§ Document section
══════════
Asst. Prof. FCH, Manav Rachna International University,Faridabad
Abstract:
A woman covers a bundle of emotions &
relationships that are sometimes with reason or without reason. Kamala Das, a
renowned feminist writer is a master artist in the portrayal of such human
relationships especially in context of a woman in different shades. Her life
& works is the collective repository of a woman’s experience. Kamala Das
has exposed the diverse colors in a woman’s life by subverting patriarchal
stereotypes on one hand and depiction of rejuvenating role of a woman on other
hand that always helped her to wipe away unlimited tears and restored in her
unbeatable strength to face her miserable life. However, Das emerged to be an
unconventional and unorthodox figure in the society but at the same time she
never forgot her moral & traditional values. Thus in spite of her daring
nature, she came out as a responsible woman, a dutiful wife, a concerned
daughter, an emotional grand daughter and a caring mother. The present paper
depicts as how she gave preference to establish an identity equal to that of
man without compromising her feminity as a daughter, granddaughter, wife, and
worshipper and as a devoted mother.
══════════
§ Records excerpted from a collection
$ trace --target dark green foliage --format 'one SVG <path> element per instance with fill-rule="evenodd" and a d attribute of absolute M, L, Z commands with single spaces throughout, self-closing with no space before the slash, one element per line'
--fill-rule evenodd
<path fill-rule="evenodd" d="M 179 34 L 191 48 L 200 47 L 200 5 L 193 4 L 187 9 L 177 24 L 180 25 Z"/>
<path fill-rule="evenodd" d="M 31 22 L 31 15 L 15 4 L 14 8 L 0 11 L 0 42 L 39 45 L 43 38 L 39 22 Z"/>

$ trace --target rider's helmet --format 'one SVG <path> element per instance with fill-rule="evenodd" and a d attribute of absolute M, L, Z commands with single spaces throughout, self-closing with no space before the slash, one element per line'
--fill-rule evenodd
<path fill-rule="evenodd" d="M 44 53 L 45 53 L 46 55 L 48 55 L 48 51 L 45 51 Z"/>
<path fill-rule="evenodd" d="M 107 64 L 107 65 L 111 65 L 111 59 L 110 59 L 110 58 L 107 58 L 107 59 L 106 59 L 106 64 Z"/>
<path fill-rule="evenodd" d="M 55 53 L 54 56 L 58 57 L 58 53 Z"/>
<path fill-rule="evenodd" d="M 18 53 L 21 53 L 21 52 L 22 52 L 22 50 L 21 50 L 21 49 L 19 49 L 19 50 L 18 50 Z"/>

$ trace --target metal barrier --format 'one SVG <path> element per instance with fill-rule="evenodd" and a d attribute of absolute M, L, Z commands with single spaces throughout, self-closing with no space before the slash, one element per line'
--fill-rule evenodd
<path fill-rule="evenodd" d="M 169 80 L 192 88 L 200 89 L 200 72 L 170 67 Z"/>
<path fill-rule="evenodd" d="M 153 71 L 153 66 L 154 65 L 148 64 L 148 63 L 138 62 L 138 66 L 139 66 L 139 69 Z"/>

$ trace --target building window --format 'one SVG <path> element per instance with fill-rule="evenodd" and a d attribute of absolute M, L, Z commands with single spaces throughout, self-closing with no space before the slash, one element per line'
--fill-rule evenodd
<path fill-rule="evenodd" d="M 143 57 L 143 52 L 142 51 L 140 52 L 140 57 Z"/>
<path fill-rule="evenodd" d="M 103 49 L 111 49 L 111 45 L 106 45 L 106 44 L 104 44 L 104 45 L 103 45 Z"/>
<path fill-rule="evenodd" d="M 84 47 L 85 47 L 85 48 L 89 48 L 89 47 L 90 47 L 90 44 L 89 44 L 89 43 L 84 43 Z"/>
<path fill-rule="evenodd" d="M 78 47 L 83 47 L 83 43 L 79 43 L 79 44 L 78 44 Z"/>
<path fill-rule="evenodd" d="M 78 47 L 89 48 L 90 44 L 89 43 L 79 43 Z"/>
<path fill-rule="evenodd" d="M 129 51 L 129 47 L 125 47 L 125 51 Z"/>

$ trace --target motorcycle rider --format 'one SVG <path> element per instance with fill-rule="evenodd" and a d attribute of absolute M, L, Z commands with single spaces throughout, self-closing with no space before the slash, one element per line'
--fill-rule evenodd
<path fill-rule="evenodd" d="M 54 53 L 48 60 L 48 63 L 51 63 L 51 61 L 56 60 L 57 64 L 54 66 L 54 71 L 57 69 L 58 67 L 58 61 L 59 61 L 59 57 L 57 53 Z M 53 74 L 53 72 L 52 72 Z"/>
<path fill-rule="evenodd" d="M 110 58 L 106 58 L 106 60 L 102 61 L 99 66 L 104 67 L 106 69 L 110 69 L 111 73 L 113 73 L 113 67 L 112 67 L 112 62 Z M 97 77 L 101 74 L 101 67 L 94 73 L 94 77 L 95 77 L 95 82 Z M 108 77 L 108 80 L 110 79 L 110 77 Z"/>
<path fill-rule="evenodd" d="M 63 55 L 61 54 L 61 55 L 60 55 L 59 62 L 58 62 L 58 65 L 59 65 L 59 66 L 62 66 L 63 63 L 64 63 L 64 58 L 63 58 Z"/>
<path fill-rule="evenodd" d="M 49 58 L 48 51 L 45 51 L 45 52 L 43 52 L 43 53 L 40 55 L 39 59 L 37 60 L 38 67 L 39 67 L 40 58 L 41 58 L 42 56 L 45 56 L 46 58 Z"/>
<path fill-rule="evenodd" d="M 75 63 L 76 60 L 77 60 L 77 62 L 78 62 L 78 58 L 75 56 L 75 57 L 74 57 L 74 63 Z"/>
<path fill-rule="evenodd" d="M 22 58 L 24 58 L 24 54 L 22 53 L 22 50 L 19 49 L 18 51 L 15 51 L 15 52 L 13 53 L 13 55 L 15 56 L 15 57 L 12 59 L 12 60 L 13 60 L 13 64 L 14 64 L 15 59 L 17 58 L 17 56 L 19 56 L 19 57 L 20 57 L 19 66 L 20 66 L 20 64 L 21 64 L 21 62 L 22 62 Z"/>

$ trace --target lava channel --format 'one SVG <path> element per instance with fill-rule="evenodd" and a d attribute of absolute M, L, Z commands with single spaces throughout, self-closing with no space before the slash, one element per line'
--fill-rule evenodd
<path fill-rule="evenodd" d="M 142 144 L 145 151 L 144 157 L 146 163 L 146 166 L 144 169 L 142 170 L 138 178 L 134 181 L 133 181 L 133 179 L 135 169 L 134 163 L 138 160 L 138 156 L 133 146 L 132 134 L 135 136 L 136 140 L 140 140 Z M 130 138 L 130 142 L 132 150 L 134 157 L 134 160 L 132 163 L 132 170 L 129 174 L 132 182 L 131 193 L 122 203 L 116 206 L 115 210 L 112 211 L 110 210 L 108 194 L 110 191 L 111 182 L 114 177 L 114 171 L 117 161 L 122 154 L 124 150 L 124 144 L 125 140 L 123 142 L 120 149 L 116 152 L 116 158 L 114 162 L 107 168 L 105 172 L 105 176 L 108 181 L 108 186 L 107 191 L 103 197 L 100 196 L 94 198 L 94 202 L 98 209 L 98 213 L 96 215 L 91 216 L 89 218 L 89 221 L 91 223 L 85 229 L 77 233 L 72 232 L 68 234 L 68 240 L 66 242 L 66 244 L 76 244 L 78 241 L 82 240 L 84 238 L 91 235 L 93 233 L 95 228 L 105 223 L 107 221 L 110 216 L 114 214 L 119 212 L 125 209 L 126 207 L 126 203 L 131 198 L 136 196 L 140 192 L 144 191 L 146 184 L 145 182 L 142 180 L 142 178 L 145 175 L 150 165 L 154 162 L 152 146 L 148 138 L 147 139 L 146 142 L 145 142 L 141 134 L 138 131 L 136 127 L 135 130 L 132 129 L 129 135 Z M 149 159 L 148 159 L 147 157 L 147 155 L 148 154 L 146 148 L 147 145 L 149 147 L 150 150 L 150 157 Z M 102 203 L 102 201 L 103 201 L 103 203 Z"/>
══════════
§ What you need to do
**A)** Answer these questions using the abstract on Kamala Das.
(i) What kind of writer does the abstract call Kamala Das?
(ii) What does the abstract say Das never forgot?
(iii) What does the abstract say the present paper depicts?
**B)** Write the next part of the abstract on Kamala Das, starting after its final sentence.

§ The answers
**A)**
(i) A renowned feminist writer, and a master artist in portraying human relationships.
(ii) Her moral and traditional values.
(iii) How she chose to establish an identity equal to that of a man without compromising her femininity as a daughter, granddaughter, wife, worshipper and devoted mother.

**B)**
Introduction:
Kamala Das is
undoubtedly the greatest woman poet in the contemporary Indo-Anglian Literature
who has displayed diverse shades of feminity in her works. Kamala Das was born
on 31st March, 1934 at Punayarkulam in the coastal region of Malabar in the
state of Kerala. She was a bilingual writer. Ever since the publication of the
first volume of her poems “Summer in Calcutta” (1965) she has been known for
her bold and undaunted honest expression of various stages of her womanhood and
role of woman in traditional Indian context. Das’s power lies in the
naturalness with which she records and reveals her most intimate experiences
which are very much uncommon in the Indian Society. Her volumes of poem such as
“Summer in Calcutta” (1965), “The Descendents” ( 1967), “The Old
Playhouse”(1973), “The Annamalai Poems”(1988) , “Only the Soul Knows How to
Sing”(1996) and her Last collection “Ya Allah”(2001) , all more or less deal
with her journey of womanliness. The present paper describes her voyage of
femininity at different junctures of her life but with indianess and
traditional touch in her attitude. The present paper shows that though she
revolted against the society but she never dishonored the human values and
tried her level best to give it expression. In fact in her poems she talked
about the feelings and experience of the woman in general.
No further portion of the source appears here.